### Material provided
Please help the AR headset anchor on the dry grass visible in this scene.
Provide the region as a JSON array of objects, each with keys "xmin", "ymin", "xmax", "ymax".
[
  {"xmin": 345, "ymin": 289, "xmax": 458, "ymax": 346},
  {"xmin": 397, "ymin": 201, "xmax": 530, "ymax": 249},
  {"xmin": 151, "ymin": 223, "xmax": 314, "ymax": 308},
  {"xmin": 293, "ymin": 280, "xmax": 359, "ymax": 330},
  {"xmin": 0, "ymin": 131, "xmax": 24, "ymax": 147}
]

### Requirements
Reproduce the material above verbatim, line for line, with no changes.

### Solution for this task
Please help the AR headset anchor on the dry grass visible in this scene.
Provide the region as a JSON array of objects, each with keys "xmin", "ymin", "xmax", "ymax".
[
  {"xmin": 345, "ymin": 289, "xmax": 458, "ymax": 346},
  {"xmin": 397, "ymin": 201, "xmax": 530, "ymax": 249},
  {"xmin": 151, "ymin": 223, "xmax": 314, "ymax": 308},
  {"xmin": 293, "ymin": 280, "xmax": 359, "ymax": 330},
  {"xmin": 0, "ymin": 131, "xmax": 24, "ymax": 147}
]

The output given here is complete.